● Challenge: With pictures left out, retype exactly the lines from the one containing "white logo graphic" through the final line of the entries.

● Dataset:

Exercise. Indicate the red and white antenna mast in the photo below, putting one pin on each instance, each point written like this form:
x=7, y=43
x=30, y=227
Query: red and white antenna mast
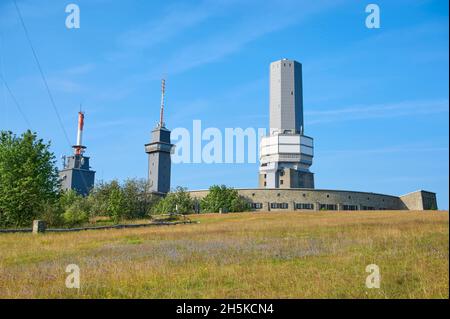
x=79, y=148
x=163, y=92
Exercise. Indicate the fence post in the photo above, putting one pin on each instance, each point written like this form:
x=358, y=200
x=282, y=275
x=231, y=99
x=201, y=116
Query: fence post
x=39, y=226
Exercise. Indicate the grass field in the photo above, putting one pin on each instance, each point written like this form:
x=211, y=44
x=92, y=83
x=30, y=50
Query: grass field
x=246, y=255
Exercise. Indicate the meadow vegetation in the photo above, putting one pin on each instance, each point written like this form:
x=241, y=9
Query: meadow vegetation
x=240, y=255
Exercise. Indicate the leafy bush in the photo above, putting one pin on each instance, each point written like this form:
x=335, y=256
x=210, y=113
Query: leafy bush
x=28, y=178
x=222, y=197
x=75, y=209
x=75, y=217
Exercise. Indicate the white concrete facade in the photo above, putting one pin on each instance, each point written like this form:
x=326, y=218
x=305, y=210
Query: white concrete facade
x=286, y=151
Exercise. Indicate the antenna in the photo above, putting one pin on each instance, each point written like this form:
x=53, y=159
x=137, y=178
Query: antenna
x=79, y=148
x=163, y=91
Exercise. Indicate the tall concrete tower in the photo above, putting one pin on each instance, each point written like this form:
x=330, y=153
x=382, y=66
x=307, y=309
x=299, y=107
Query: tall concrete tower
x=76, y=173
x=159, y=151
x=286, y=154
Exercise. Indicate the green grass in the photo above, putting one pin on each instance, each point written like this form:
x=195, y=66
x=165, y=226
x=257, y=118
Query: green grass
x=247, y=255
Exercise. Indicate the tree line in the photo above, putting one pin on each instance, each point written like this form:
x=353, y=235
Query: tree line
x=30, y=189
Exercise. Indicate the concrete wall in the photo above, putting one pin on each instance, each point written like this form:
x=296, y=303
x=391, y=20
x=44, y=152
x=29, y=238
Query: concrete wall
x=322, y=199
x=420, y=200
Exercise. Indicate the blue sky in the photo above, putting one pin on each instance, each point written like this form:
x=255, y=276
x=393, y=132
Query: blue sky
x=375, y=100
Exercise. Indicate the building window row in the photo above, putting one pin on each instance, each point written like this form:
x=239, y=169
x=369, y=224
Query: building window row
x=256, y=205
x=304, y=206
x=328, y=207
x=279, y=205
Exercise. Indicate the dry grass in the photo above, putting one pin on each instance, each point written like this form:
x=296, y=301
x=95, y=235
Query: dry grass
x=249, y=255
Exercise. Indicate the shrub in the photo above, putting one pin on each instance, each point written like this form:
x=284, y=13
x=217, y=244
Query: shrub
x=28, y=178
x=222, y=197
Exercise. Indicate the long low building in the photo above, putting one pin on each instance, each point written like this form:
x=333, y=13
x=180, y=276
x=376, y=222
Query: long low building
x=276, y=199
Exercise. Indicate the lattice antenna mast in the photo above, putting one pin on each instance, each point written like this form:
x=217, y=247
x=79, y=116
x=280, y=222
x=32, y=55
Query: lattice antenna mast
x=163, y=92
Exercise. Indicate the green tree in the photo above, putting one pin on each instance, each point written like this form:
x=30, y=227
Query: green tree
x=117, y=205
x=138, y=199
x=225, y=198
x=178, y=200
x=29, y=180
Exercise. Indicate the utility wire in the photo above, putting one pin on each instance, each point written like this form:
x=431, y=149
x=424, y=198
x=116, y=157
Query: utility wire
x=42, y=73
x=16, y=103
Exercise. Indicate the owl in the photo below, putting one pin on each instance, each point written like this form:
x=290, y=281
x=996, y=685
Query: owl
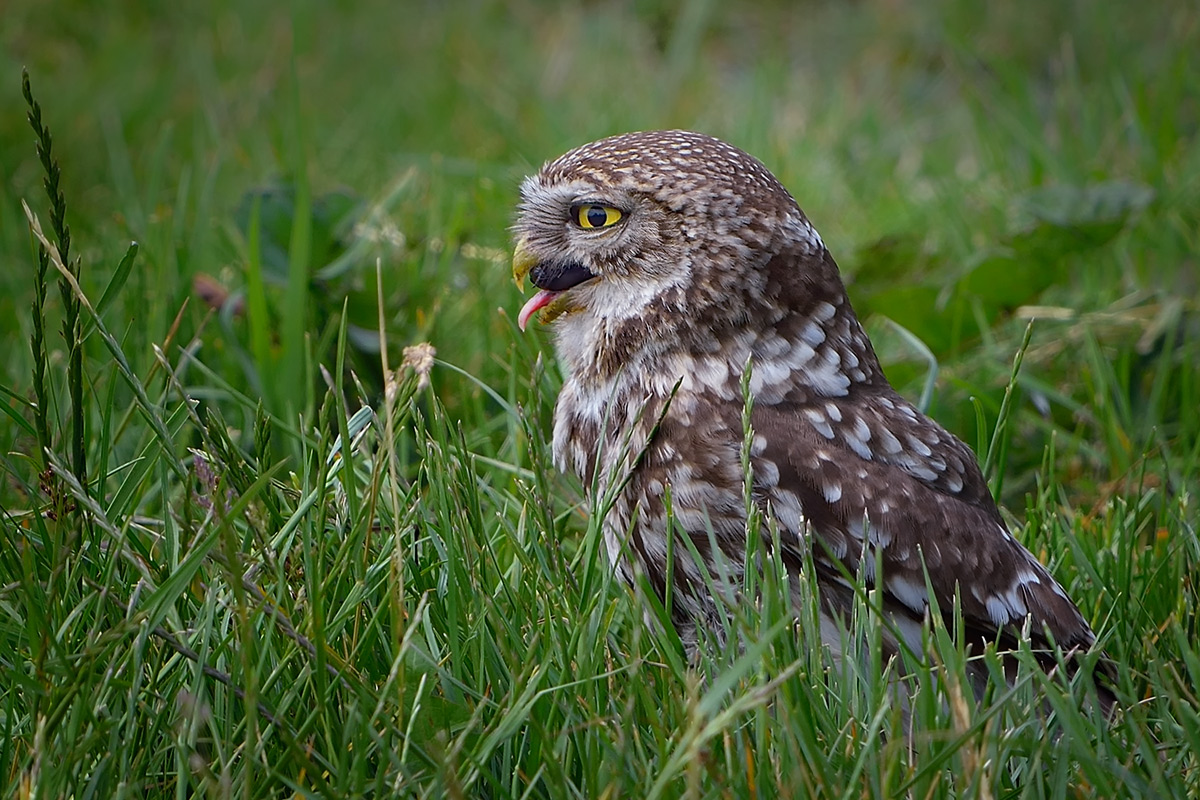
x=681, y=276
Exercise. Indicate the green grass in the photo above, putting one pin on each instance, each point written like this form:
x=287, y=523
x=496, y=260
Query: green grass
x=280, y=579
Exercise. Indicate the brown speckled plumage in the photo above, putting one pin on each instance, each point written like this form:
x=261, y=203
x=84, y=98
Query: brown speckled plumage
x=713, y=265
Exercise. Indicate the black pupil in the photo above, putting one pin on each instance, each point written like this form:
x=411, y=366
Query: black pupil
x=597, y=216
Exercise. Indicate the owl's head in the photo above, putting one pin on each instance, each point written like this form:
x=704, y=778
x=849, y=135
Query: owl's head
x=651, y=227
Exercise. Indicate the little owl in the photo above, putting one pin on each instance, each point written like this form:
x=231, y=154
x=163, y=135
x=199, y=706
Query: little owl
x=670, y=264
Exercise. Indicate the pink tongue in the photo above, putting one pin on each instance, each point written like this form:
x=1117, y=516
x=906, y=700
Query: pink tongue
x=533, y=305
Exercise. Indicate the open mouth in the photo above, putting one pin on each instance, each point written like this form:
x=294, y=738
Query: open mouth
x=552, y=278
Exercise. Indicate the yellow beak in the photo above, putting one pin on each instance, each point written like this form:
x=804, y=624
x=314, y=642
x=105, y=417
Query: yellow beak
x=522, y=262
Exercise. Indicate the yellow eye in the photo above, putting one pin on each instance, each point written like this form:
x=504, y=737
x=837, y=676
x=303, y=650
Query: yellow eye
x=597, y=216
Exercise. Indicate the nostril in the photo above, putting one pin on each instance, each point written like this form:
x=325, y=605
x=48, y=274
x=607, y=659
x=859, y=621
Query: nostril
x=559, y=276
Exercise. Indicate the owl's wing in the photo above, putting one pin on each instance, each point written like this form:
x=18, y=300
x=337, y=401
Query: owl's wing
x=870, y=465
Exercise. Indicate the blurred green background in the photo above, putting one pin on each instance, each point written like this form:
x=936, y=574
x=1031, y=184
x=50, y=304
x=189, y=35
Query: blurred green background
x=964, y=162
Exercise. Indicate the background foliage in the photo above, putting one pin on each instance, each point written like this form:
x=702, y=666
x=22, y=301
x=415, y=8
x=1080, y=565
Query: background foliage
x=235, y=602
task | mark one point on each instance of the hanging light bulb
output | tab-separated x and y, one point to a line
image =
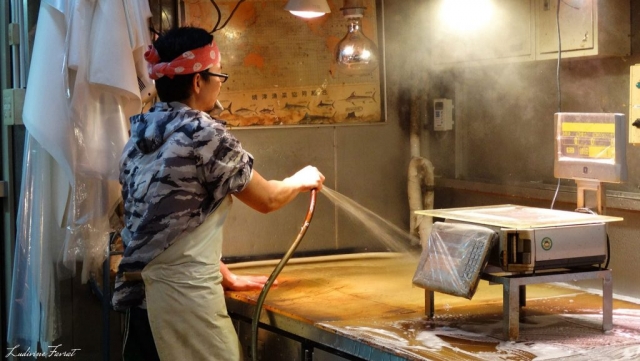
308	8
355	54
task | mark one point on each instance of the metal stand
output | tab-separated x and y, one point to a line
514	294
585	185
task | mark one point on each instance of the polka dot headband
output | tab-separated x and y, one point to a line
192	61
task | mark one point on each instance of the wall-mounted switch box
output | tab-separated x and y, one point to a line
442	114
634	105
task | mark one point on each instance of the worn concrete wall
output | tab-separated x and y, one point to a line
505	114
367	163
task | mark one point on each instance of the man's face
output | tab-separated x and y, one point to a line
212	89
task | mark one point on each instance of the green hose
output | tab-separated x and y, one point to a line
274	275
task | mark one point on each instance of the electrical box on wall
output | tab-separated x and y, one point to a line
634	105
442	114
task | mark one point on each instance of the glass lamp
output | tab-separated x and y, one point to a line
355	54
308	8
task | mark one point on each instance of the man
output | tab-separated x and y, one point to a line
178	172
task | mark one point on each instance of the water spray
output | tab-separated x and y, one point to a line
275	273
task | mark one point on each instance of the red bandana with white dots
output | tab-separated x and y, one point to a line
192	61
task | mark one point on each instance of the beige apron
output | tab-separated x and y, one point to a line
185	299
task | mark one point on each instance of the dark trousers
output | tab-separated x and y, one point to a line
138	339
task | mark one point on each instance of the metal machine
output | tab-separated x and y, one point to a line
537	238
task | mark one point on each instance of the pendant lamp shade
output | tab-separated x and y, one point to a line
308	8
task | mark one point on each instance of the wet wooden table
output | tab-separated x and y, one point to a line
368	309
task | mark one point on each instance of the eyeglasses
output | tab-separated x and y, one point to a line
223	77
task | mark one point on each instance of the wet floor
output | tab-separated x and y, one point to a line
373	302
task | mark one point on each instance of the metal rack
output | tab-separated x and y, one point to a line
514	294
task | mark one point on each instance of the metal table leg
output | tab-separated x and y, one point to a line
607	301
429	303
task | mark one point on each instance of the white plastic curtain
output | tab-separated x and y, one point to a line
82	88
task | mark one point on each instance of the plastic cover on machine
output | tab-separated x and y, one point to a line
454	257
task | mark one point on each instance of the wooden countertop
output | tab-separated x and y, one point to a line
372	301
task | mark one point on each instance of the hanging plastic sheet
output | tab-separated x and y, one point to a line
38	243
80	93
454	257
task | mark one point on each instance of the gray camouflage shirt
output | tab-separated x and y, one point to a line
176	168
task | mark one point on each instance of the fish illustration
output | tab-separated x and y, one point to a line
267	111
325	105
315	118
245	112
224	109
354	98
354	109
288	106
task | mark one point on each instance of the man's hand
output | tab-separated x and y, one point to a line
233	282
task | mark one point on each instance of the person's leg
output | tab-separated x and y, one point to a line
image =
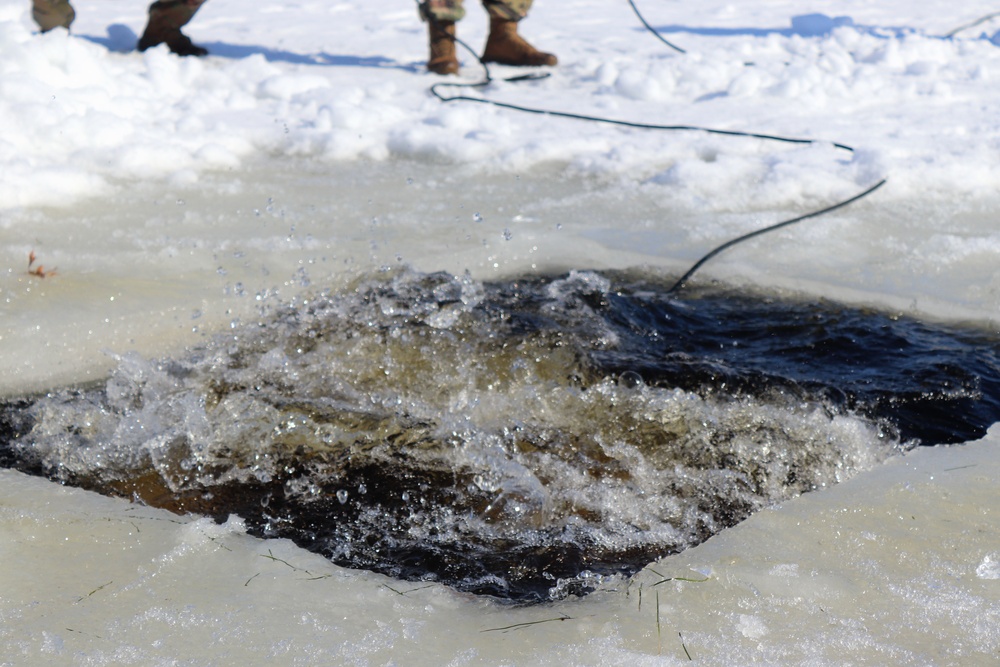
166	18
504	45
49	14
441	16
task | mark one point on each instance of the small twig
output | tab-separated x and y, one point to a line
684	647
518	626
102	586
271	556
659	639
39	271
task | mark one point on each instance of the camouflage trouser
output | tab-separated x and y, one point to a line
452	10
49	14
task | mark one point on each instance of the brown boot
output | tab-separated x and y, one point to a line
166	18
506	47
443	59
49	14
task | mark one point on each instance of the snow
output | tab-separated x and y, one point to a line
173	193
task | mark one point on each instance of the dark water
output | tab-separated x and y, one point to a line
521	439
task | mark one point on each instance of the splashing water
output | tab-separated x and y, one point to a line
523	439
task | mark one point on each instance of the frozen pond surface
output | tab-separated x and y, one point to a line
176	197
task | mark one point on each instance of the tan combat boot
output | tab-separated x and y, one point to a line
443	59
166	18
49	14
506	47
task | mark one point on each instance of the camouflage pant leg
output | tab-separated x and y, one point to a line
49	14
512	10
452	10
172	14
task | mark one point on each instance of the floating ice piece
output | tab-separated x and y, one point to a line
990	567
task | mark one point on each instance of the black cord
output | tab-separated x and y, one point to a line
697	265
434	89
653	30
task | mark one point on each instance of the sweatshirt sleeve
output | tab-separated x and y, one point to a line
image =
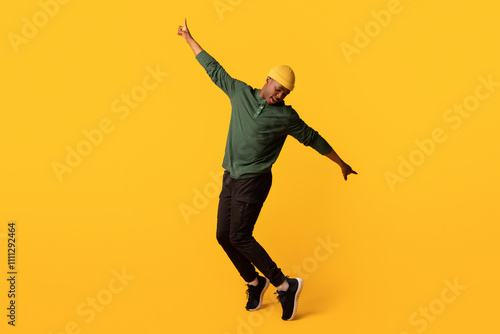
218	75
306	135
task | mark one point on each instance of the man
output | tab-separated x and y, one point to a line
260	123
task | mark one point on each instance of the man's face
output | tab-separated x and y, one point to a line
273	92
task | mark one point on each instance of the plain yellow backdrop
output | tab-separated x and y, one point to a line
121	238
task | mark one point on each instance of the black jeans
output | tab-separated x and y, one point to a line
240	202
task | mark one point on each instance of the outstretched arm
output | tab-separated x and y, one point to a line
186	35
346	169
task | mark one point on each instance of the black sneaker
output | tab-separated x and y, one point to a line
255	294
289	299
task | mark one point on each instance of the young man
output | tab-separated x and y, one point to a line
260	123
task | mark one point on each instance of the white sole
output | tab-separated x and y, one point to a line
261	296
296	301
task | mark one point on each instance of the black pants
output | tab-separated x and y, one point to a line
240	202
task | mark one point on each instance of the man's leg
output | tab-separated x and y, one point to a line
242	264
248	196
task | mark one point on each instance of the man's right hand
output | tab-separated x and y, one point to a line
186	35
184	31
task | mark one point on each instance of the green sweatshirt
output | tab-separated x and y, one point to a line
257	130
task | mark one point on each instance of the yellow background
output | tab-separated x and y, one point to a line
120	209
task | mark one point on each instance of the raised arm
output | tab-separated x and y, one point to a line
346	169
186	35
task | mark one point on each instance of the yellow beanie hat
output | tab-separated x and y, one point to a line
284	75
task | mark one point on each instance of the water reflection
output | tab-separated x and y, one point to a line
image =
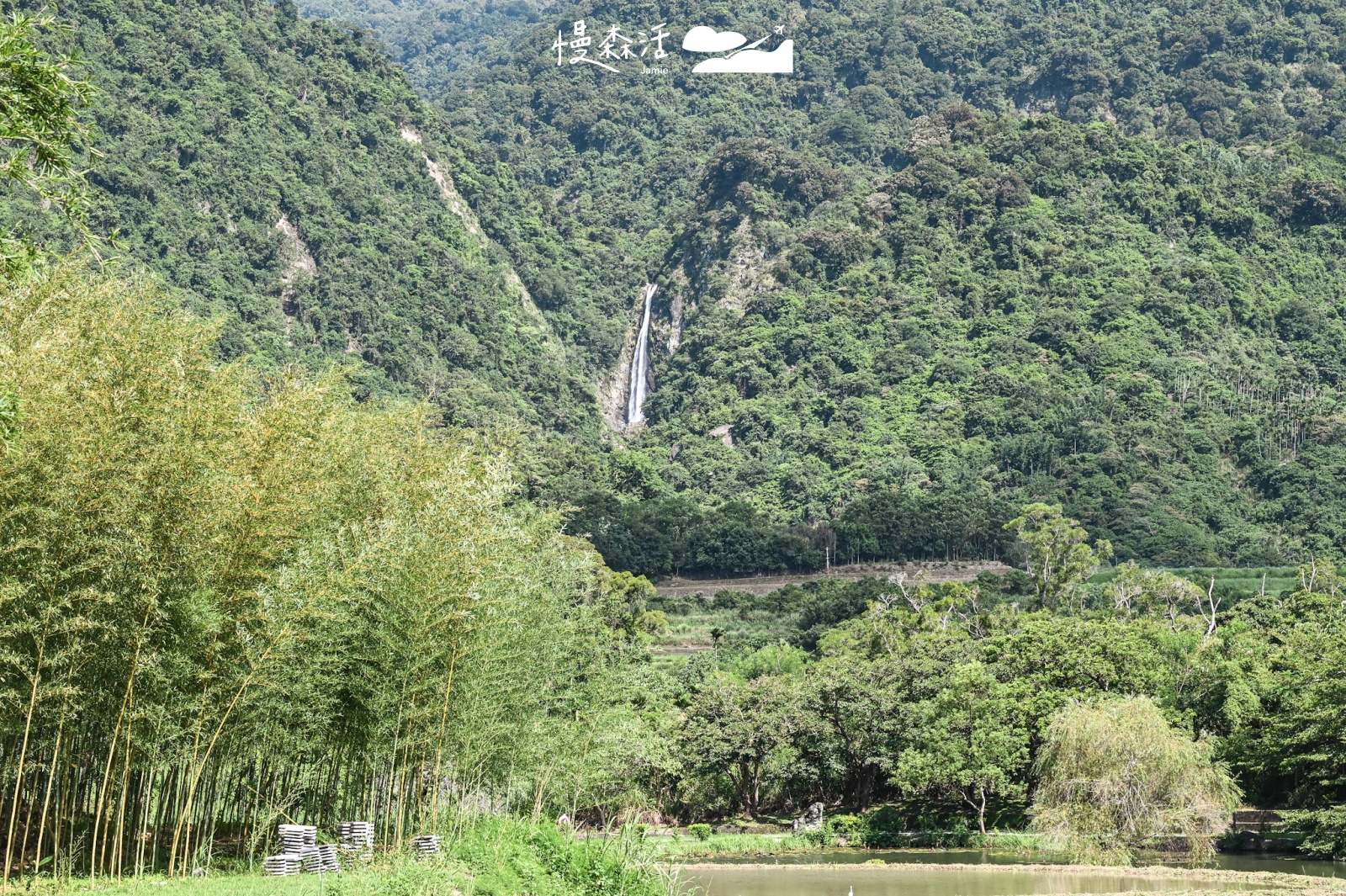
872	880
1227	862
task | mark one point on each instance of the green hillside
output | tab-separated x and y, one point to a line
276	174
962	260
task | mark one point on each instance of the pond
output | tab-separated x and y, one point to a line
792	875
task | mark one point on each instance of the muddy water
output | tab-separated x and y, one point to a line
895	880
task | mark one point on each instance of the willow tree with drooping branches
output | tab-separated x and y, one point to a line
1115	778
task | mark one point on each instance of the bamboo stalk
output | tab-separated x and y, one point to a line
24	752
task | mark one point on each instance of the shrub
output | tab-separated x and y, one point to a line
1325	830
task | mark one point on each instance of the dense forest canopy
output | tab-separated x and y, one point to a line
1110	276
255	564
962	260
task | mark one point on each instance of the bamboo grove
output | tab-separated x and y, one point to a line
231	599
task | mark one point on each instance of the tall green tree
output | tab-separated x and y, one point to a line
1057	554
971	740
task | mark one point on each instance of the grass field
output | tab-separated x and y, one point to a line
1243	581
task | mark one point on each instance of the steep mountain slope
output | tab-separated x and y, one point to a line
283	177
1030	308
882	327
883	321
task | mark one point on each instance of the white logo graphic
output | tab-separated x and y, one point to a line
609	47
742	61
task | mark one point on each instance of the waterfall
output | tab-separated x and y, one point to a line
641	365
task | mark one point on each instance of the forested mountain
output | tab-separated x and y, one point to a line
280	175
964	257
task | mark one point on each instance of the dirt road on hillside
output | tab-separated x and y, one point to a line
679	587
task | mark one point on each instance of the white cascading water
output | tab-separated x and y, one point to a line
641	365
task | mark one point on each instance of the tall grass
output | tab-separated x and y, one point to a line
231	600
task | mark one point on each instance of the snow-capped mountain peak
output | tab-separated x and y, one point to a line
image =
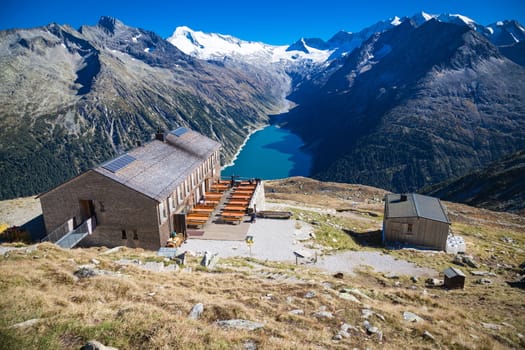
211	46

● Response below:
task | mark one point on each instance of the white logo graphic
output | tab-separated x and y, one point to a line
609	47
742	61
task | mark one point on each instance of the waterfall
output | tab-separated x and y, one point to a line
641	365
task | mark one point on each instance of the forested mountain
output | tab-separated x and y, one point to a line
280	175
964	257
task | mark one point on each instance of the dirt road on hillside
output | tab-separated x and y, one point to a line
679	587
task | mark one point on each instance of the white cascading water
output | tab-separated x and y, one point to a line
641	365
task | mark one point on each instance of the tall grass
output | tab-separated x and y, one point to a line
231	600
task | mark one point on each instance of the snow-capped mountain peak
output | tab-separated x and y, one point to a line
image =
211	46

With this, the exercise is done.